◆ Input material ◆
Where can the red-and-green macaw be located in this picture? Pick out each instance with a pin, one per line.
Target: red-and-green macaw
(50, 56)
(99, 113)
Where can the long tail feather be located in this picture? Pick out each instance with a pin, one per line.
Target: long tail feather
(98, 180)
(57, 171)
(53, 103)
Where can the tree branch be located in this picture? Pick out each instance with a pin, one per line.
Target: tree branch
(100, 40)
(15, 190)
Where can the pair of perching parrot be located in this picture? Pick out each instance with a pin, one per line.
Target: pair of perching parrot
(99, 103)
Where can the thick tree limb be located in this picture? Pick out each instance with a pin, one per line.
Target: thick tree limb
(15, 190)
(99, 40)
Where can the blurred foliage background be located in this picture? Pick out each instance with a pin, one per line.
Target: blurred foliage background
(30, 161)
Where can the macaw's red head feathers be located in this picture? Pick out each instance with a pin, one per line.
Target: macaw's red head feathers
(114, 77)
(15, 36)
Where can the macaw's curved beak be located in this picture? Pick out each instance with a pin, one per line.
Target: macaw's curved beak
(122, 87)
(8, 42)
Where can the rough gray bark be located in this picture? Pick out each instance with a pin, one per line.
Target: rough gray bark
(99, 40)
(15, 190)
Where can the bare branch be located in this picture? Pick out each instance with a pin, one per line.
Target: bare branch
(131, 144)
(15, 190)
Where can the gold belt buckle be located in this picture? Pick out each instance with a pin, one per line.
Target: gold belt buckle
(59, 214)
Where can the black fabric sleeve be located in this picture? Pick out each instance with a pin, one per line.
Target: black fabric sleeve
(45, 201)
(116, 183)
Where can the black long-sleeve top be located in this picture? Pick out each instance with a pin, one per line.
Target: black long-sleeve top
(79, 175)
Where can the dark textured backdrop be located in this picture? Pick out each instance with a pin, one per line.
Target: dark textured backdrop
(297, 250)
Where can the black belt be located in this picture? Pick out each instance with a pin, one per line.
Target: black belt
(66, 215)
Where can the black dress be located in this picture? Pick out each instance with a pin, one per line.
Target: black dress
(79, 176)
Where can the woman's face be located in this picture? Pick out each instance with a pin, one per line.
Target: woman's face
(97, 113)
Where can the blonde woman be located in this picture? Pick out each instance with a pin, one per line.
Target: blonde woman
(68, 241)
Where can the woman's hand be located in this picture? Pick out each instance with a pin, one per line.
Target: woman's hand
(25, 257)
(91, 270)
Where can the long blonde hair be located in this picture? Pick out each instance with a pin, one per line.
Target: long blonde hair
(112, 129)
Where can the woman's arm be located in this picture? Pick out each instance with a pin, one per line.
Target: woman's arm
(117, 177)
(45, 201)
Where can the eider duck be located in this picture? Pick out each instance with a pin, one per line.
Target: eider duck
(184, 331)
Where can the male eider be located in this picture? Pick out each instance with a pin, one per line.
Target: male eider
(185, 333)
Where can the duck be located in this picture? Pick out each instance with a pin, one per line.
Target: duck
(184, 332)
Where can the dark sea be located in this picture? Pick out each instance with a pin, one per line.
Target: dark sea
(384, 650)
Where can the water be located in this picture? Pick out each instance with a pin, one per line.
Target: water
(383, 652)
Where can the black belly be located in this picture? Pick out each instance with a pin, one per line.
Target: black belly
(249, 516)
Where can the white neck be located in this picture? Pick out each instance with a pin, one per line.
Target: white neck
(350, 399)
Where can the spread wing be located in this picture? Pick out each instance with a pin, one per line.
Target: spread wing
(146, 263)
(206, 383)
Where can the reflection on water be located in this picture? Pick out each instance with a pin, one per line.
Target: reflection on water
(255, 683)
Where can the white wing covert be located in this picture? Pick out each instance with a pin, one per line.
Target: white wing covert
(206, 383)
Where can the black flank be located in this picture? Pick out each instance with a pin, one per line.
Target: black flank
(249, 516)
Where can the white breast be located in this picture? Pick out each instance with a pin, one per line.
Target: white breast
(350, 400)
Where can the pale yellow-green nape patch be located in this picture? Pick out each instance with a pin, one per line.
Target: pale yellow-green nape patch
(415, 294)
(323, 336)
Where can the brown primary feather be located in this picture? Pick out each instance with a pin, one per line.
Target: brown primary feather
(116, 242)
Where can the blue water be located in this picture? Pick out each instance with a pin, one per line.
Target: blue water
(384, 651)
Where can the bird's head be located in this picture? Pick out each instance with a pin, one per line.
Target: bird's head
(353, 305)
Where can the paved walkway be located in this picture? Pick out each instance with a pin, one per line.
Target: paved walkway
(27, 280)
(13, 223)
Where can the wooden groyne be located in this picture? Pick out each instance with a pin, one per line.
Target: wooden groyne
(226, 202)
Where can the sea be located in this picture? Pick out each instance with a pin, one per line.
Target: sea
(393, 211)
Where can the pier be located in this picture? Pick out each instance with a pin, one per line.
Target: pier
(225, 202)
* * *
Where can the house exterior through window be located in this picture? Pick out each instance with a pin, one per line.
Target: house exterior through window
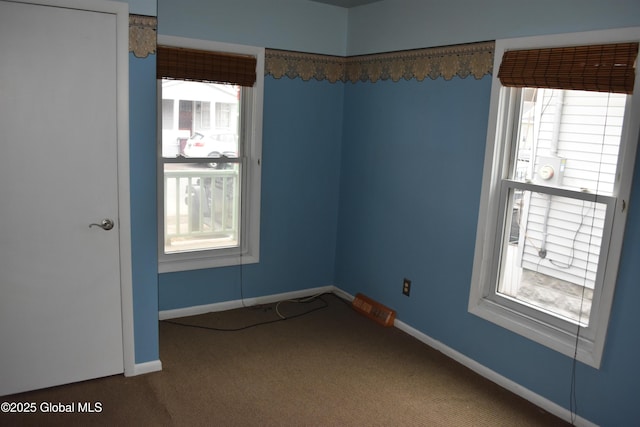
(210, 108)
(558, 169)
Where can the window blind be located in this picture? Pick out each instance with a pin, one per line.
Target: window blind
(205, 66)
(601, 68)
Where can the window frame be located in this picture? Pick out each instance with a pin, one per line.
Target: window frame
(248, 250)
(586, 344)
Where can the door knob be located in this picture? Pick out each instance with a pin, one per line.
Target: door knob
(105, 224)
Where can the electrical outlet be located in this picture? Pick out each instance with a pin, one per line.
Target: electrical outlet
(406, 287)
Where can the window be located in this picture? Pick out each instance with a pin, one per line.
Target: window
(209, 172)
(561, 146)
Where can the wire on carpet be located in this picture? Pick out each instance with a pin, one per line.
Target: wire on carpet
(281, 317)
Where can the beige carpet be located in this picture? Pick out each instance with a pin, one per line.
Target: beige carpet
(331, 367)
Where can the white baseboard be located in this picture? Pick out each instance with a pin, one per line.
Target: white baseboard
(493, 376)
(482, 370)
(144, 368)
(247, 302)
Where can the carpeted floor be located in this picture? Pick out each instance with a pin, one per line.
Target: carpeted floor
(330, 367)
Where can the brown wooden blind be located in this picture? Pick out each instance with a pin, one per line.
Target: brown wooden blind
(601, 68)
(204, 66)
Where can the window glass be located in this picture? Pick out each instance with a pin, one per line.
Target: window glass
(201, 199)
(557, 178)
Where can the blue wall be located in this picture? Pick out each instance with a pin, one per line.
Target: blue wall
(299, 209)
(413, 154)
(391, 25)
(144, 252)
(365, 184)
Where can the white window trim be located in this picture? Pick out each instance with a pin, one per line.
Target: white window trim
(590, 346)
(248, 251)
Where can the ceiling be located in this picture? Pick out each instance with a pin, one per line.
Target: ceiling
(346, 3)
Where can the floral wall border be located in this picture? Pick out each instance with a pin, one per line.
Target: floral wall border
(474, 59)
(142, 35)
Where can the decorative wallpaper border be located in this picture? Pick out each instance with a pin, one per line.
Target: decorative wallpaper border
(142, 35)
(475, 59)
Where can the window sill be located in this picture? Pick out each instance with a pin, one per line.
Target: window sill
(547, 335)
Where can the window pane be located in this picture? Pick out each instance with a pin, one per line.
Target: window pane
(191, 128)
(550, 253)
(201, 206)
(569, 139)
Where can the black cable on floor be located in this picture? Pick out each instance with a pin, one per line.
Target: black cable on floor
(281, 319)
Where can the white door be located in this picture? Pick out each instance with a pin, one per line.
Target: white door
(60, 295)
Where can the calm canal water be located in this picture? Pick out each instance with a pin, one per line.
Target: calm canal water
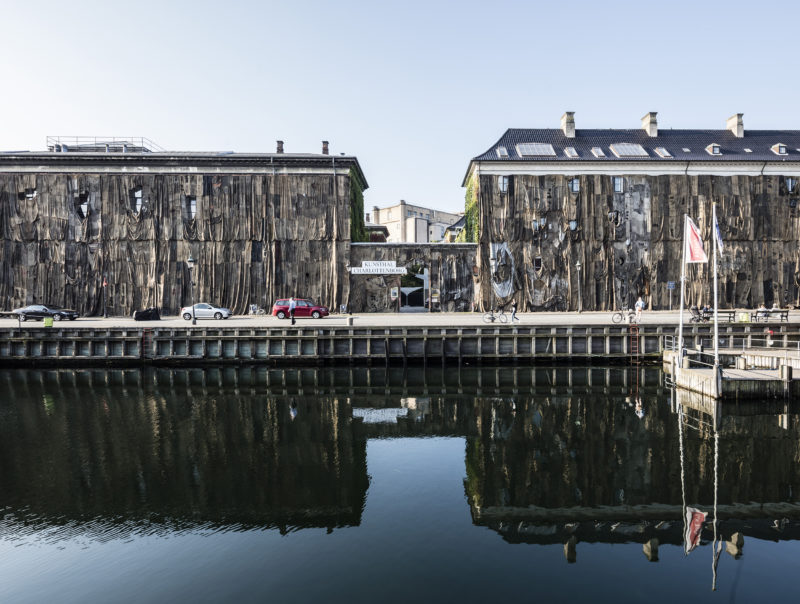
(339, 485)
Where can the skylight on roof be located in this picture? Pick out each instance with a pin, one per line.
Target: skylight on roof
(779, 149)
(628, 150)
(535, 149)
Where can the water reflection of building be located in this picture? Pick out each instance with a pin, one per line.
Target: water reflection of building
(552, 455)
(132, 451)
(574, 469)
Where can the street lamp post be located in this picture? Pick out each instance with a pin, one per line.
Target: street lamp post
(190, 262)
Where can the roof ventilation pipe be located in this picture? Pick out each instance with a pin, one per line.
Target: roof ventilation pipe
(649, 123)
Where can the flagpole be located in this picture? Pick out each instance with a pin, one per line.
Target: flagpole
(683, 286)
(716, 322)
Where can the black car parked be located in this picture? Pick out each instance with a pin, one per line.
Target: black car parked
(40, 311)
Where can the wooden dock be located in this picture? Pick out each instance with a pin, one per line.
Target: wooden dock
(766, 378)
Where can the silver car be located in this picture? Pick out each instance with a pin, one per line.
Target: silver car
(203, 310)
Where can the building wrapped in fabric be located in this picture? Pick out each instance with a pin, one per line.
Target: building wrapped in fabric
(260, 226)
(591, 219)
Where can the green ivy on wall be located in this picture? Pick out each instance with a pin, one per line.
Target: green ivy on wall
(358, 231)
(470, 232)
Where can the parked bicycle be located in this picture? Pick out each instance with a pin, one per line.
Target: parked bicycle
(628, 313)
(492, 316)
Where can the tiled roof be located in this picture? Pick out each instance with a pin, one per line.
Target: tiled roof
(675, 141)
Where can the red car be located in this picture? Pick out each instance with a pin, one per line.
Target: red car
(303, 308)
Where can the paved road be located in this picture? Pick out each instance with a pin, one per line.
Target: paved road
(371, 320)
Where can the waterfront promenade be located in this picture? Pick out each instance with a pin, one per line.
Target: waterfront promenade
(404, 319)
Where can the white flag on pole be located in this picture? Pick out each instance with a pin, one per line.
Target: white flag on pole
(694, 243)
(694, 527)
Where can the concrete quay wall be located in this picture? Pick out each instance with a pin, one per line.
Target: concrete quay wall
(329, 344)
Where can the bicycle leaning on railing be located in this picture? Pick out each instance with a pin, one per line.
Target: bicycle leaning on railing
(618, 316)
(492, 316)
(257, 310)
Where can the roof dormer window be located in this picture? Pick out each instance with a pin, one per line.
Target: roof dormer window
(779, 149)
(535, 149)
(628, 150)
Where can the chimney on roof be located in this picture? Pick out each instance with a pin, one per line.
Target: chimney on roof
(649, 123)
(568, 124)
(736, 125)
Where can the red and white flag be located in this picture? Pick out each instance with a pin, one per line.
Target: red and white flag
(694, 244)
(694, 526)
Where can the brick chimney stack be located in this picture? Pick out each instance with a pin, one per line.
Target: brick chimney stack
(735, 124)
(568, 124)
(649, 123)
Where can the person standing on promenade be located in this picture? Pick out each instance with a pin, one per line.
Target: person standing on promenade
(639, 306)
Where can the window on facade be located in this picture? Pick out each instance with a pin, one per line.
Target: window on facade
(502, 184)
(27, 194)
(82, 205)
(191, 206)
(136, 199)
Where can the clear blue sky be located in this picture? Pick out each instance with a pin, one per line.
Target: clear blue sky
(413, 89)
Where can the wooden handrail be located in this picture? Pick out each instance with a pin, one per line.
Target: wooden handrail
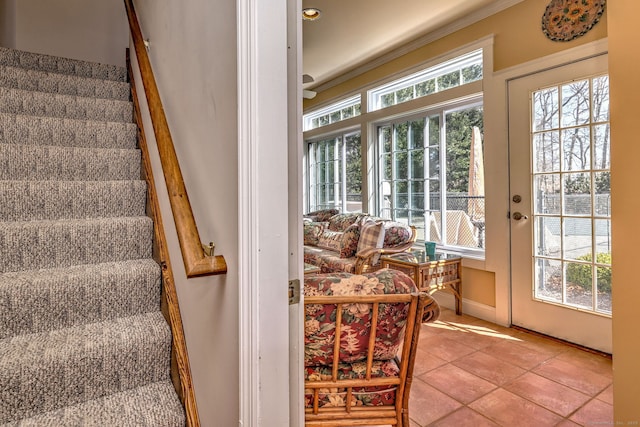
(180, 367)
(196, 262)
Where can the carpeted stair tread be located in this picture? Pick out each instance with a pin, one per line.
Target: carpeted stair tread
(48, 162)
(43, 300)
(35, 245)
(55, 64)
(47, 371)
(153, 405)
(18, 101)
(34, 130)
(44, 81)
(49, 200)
* * *
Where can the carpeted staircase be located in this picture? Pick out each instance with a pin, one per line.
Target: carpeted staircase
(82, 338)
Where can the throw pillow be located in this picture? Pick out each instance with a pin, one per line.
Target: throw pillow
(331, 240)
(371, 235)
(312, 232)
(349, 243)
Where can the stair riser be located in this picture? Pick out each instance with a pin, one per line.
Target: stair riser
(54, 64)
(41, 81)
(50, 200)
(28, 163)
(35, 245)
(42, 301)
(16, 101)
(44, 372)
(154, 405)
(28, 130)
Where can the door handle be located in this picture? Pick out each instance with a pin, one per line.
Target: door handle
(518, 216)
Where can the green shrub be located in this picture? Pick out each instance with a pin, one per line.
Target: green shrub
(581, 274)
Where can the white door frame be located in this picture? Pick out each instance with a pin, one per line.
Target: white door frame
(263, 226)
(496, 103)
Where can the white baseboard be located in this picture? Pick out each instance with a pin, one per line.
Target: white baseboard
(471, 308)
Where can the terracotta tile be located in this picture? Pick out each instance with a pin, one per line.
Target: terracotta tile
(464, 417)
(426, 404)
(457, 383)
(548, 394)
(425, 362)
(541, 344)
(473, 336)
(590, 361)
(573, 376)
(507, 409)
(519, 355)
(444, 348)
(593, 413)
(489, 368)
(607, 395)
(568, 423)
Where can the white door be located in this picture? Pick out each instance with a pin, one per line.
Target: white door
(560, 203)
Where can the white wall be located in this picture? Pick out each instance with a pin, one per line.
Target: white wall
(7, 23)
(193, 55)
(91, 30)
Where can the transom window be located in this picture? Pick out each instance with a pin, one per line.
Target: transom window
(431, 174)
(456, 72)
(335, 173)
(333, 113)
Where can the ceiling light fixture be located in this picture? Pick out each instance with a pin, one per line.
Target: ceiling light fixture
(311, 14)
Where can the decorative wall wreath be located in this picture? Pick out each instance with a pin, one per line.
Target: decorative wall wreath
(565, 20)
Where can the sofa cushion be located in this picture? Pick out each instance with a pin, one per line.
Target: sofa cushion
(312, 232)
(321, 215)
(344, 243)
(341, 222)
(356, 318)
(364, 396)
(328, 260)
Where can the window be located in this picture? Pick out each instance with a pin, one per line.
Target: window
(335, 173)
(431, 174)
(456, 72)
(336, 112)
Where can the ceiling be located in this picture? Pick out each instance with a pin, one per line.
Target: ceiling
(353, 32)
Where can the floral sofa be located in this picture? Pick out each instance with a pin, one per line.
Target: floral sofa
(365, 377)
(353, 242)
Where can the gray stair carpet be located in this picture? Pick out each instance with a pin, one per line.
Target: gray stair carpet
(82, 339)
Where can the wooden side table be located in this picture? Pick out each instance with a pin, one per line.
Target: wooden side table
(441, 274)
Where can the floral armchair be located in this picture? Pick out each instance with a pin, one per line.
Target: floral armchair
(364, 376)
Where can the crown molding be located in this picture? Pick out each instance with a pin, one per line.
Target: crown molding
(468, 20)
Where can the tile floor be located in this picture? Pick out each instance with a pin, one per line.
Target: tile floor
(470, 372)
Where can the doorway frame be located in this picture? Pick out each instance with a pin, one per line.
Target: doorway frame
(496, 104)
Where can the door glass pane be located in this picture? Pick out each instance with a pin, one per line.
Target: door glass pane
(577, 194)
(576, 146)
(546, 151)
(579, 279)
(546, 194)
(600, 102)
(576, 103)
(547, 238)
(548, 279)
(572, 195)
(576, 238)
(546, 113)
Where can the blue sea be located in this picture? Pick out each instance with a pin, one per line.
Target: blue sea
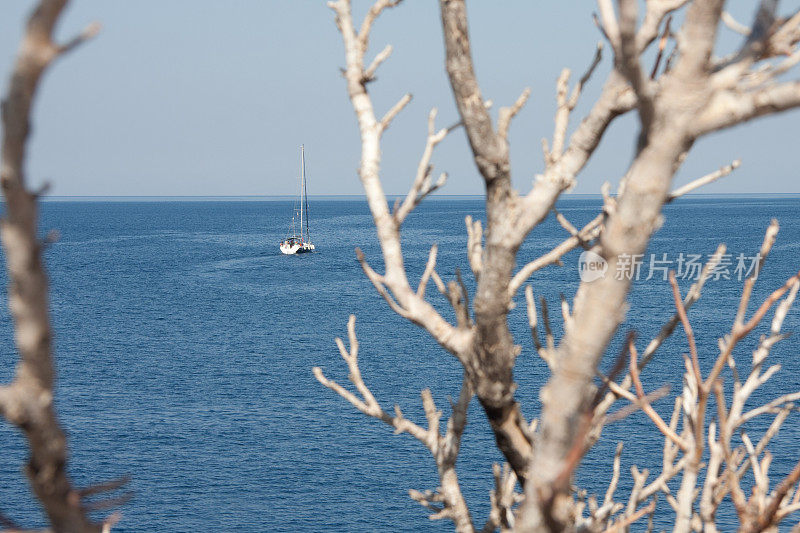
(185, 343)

◆ Objective ◆
Count the lines in the material above that contain the string "cushion", treating uppercase and lowercase letters as different. Reply with the number only.

◆ Reply to the task ◆
2